For each line below that contains the word "turf", make a copy.

━━━ Dataset excerpts ━━━

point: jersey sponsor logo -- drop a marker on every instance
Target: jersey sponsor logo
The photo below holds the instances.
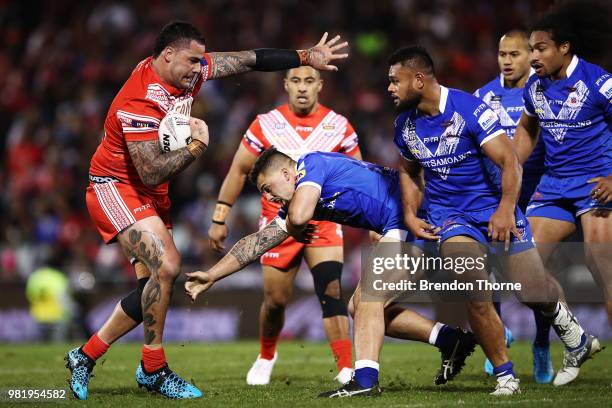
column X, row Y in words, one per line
column 447, row 146
column 487, row 120
column 558, row 124
column 606, row 89
column 301, row 174
column 495, row 102
column 170, row 103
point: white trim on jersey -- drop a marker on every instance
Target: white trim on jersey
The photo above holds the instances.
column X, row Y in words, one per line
column 399, row 234
column 526, row 111
column 123, row 116
column 309, row 183
column 113, row 206
column 572, row 66
column 492, row 136
column 443, row 98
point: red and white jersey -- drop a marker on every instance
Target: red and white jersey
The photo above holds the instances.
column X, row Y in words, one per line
column 323, row 130
column 134, row 115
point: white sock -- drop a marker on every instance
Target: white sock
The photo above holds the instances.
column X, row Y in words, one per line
column 433, row 336
column 566, row 326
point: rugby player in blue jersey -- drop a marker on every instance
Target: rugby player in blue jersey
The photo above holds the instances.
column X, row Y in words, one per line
column 568, row 105
column 504, row 95
column 334, row 187
column 449, row 134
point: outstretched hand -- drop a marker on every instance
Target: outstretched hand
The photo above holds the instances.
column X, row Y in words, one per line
column 321, row 55
column 197, row 282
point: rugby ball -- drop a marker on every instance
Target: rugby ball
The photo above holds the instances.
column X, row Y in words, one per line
column 174, row 132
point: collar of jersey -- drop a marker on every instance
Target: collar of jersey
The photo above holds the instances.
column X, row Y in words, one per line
column 572, row 66
column 169, row 88
column 443, row 98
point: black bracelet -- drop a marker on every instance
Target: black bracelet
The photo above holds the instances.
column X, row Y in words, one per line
column 275, row 59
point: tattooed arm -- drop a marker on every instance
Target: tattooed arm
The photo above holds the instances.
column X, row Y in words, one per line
column 231, row 63
column 246, row 251
column 320, row 56
column 155, row 167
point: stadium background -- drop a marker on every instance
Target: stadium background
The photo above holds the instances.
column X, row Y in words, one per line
column 62, row 62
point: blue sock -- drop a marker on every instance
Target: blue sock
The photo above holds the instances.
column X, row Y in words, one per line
column 543, row 325
column 504, row 369
column 447, row 337
column 366, row 376
column 497, row 306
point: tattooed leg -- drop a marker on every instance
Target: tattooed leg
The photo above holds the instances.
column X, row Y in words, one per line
column 149, row 241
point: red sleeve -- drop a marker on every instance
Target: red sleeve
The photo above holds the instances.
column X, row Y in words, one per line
column 254, row 139
column 139, row 120
column 350, row 143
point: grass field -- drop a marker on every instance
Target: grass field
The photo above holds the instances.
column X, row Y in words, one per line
column 302, row 371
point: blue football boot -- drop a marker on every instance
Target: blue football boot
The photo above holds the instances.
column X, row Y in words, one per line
column 509, row 339
column 80, row 366
column 166, row 382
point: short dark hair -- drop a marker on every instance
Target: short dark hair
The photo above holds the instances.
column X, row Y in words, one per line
column 265, row 161
column 517, row 32
column 414, row 56
column 583, row 24
column 176, row 33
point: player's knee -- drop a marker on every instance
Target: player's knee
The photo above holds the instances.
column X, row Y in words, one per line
column 170, row 267
column 326, row 276
column 351, row 307
column 276, row 300
column 131, row 304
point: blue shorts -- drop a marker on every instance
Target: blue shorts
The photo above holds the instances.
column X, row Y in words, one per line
column 564, row 198
column 474, row 224
column 528, row 186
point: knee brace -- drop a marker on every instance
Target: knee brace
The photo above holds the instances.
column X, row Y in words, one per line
column 131, row 303
column 323, row 274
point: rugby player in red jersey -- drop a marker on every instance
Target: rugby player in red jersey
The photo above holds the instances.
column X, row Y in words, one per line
column 127, row 197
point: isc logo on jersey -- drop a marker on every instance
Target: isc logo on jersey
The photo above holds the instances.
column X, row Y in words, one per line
column 174, row 132
column 606, row 89
column 487, row 119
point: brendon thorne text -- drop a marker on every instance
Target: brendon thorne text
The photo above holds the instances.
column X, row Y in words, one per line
column 452, row 286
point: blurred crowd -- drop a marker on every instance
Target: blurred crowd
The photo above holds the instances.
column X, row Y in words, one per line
column 61, row 63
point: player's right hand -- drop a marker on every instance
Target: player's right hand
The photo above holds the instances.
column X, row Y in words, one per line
column 422, row 229
column 199, row 130
column 321, row 55
column 216, row 235
column 198, row 282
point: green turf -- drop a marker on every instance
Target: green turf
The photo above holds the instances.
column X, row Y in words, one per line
column 303, row 370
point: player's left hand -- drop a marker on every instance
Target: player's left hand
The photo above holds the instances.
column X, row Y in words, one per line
column 320, row 56
column 502, row 225
column 198, row 282
column 602, row 191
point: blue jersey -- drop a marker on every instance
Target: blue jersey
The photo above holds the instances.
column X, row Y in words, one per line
column 353, row 193
column 574, row 115
column 449, row 148
column 508, row 104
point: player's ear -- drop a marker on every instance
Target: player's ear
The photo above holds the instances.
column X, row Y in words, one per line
column 419, row 80
column 168, row 54
column 564, row 48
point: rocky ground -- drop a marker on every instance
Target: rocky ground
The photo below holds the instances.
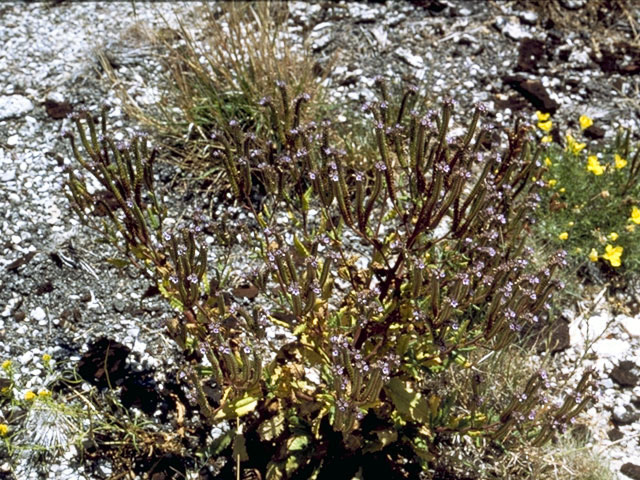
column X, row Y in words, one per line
column 57, row 294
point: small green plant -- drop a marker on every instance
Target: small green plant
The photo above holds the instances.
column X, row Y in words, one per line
column 390, row 271
column 591, row 200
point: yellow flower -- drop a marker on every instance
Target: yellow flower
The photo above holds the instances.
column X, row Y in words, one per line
column 619, row 161
column 585, row 122
column 594, row 166
column 613, row 254
column 542, row 117
column 573, row 146
column 545, row 126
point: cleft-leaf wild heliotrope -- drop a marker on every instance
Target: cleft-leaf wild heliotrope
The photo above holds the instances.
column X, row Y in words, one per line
column 392, row 267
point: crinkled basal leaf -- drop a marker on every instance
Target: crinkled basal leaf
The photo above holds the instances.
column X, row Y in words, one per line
column 274, row 471
column 306, row 198
column 409, row 403
column 271, row 428
column 297, row 443
column 240, row 448
column 386, row 436
column 118, row 262
column 173, row 301
column 238, row 407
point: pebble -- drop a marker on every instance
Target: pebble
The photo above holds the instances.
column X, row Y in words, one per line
column 38, row 314
column 12, row 141
column 631, row 325
column 14, row 106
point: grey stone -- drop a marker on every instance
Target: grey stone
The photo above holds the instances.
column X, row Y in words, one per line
column 14, row 106
column 514, row 31
column 623, row 375
column 624, row 416
column 529, row 17
column 631, row 470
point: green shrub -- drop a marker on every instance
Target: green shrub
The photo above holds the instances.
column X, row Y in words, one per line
column 393, row 273
column 591, row 201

━━━

> _Expected answer_:
point: green turf -- drop a marker on every instance
Target: green turf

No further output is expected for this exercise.